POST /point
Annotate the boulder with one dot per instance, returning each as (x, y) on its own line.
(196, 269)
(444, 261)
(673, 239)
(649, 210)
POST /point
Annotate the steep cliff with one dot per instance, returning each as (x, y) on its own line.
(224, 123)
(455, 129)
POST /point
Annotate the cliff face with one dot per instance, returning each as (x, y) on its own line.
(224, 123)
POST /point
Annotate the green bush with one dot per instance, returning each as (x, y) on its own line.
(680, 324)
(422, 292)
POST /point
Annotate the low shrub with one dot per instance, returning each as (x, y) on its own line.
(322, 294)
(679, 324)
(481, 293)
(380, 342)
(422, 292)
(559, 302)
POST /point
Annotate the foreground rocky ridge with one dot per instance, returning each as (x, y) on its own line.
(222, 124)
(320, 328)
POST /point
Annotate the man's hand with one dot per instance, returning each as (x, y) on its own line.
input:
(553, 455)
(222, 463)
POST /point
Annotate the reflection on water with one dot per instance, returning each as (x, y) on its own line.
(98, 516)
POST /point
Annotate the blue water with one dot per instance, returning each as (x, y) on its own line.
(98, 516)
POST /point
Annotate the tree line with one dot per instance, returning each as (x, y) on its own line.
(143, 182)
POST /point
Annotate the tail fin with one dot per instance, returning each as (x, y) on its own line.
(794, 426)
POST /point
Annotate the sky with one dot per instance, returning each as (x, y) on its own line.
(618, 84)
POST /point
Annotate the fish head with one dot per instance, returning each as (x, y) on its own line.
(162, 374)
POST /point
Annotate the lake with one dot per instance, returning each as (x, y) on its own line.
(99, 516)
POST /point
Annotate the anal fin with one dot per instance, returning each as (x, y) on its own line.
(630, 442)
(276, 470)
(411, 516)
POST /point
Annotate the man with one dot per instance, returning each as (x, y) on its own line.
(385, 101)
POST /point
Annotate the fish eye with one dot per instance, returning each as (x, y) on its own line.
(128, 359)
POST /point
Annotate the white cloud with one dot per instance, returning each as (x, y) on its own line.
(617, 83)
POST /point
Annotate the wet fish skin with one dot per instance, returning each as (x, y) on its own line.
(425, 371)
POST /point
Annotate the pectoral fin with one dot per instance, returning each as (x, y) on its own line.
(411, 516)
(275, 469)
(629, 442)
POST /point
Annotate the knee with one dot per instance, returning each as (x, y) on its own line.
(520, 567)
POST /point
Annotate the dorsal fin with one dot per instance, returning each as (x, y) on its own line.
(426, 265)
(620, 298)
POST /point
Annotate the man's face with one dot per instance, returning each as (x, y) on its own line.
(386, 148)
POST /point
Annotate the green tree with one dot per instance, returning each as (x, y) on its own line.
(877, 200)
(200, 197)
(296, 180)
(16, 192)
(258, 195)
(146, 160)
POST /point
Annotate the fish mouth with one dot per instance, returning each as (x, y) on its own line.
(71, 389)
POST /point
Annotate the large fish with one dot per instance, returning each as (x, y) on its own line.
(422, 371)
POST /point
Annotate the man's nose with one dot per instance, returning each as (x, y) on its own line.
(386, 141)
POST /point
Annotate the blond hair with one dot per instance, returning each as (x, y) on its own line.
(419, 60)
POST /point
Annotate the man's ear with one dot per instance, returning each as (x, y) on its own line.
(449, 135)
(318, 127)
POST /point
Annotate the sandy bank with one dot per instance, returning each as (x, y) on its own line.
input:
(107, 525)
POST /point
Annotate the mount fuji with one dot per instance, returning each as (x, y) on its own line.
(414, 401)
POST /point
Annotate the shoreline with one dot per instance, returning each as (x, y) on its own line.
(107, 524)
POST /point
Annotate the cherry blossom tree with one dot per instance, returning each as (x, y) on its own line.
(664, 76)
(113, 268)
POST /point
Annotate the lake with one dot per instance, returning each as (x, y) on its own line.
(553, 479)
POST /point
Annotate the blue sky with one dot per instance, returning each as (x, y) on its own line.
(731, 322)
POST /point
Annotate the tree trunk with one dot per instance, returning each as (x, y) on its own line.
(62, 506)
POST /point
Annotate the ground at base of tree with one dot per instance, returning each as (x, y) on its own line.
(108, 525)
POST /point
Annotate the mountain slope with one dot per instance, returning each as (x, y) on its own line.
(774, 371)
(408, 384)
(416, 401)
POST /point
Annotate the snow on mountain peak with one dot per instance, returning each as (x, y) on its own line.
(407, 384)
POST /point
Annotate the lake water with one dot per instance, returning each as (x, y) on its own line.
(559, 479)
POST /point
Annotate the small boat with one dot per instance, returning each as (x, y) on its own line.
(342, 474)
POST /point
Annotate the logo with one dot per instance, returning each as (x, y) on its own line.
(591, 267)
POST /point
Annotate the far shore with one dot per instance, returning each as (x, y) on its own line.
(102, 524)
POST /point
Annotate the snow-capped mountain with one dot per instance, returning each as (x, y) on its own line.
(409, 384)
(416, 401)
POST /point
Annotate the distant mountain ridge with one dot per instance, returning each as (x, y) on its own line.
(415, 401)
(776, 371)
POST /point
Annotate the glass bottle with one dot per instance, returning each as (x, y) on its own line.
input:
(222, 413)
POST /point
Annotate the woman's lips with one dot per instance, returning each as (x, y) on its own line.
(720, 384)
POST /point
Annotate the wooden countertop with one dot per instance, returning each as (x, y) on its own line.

■ Task prompt
Each line must be given again exactly as written above.

■ Reply to the task
POST /point
Annotate the boulder with one dot per instance, returning each as (x, y) on its own line.
(196, 269)
(444, 261)
(673, 239)
(649, 210)
POST /point
Annotate the steep cliff with one dot per instance, returning each as (x, y) on its own line.
(224, 123)
(455, 129)
POST /point
Annotate the cliff face with one dot per instance, returning each as (x, y) on its own line.
(224, 123)
POST /point
Annotate the green bush with one dot per instance, returning each as (x, y) on its own line.
(680, 324)
(422, 292)
POST /point
Annotate the low shrub with one dot per instance, returning each as (x, y) on its own line.
(322, 294)
(679, 324)
(481, 293)
(380, 342)
(422, 292)
(559, 302)
POST /point
Annotate the foreground rocky ridge with one dot per instance, returning each as (x, y) on its own line.
(222, 124)
(320, 328)
POST /point
Annotate the man's hand with one dot per instance, returning each as (x, y) on its own line.
input:
(553, 455)
(222, 463)
POST /point
Annotate the reflection on water with one dot per instance, returning each as (x, y) on its own line.
(98, 516)
POST /point
Annotate the blue water with one dot per instance, returning each as (x, y) on its own line.
(98, 516)
POST /point
Annotate the tree line with one dot per instance, returning each as (x, y) on its own line.
(143, 182)
POST /point
Annotate the tail fin with one dot per instance, returning each as (x, y) on its own line.
(794, 426)
POST /point
Annotate the sky with one dot per instance, returning each as (x, y) on its own line.
(618, 84)
POST /point
Annotate the fish head with one dot per instance, returning each as (x, y) on its own line.
(162, 374)
POST /point
Annotate the lake with one dot per instance, returning each as (x, y) on its own line.
(99, 516)
POST /point
Annotate the anal fin with one dot per instance, returning each as (x, y) on its own line.
(630, 442)
(276, 470)
(411, 516)
POST /point
Annotate the man with one dot per instance, returning each as (x, y) on its own line.
(385, 101)
POST /point
Annotate the fish eye with one dot per instance, returning each as (x, y) on its own line.
(128, 359)
POST /point
Annotate the white cloud with one dot per instance, returning each as (x, y) on its own line.
(617, 83)
POST /point
Annotate the wet fish skin with one dot per instance, returning each as (x, y) on its own line.
(425, 371)
POST /point
Annotate the pectoral fin with one dot per instance, returning each as (x, y) on its own line.
(411, 516)
(275, 469)
(629, 442)
POST /point
Annotate the knee with one dot per instance, returning each as (x, y) on its own line.
(520, 567)
POST /point
Annotate the dorsal fin with one dot per instance, returning each as (x, y) on its own line.
(426, 265)
(620, 298)
POST /point
Annotate the man's face with one dot per instance, returning each as (x, y) on its own line.
(386, 148)
POST /point
Annotate the green tree with one dot per instance, returning each as (x, y) on its own line.
(877, 200)
(200, 197)
(296, 180)
(16, 192)
(258, 195)
(146, 160)
POST /point
Annotate the fish mouth with one dot per instance, returning each as (x, y) on its own line.
(71, 389)
POST /point
Annotate the large fish with one dot per instance, returning each as (x, y) on its own line.
(422, 371)
POST /point
Annotate the man's nose with one dot per instance, returning each as (x, y) on its own line.
(386, 141)
POST /point
Annotate the blond hair with one dot per instance, returning each as (x, y) on its own line.
(419, 60)
POST /point
Annotate the man's ear with one dot per instance, returning each as (x, y) on its own line.
(449, 135)
(318, 127)
POST /point
Annotate the sandy bank with one dot per instance, returning each as (x, y) on its own line.
input:
(107, 525)
POST /point
Annotate the mount fuji with one dot per instance, returning each as (x, y) on its own line.
(414, 401)
POST /point
Annotate the shoreline with one dot per instance, returning each as (x, y) on its own line.
(107, 524)
POST /point
Annotate the cherry blossom tree with one dot per instance, returning each as (x, y) on its own line.
(664, 76)
(113, 268)
POST /point
Annotate the lake with one dot per instance, returning each as (x, y) on its own line.
(553, 479)
POST /point
Annotate the blue sky with one dot per instance, returning each as (x, y) on its own line.
(731, 322)
POST /point
Annotate the tree trunk with one dot per instance, returning each as (x, y) on its own line.
(62, 506)
POST /point
Annotate the ground at base of tree with one dot per instance, returning each as (x, y) on its own line.
(108, 525)
POST /point
Annotate the mountain slope with one dot per instance, returning each as (x, y) on its own line.
(774, 371)
(408, 384)
(416, 401)
POST /point
Annotate the snow on mountain peak with one dot per instance, returning each as (x, y) on its own line.
(407, 384)
POST /point
Annotate the lake water with one dot per instance, returning each as (x, y) on its own line.
(559, 479)
POST /point
Annotate the small boat with one dot per instance, returning each as (x, y) on its own line.
(342, 474)
POST /point
Annotate the logo with one dot per instance, returning each as (x, y) on its own line.
(591, 267)
POST /point
Annotate the far shore with one dot per instance, returning each as (x, y) on its own line.
(102, 524)
POST /point
Annotate the snow-capped mountain with one dot per instance, returning each as (x, y) on its own line.
(409, 384)
(416, 401)
POST /point
Annotate the distant mountain ridge with one dot per instance, returning each as (x, y) on its own line.
(415, 401)
(776, 371)
POST /point
Annotate the glass bottle with one dot per instance, returning each as (x, y) on its own line.
input:
(222, 413)
POST /point
Annotate the woman's lips with one dot per instance, returning each as (x, y) on its own line.
(720, 384)
POST /point
Annotate the wooden countertop with one dot per instance, returning each as (x, y) on its own line.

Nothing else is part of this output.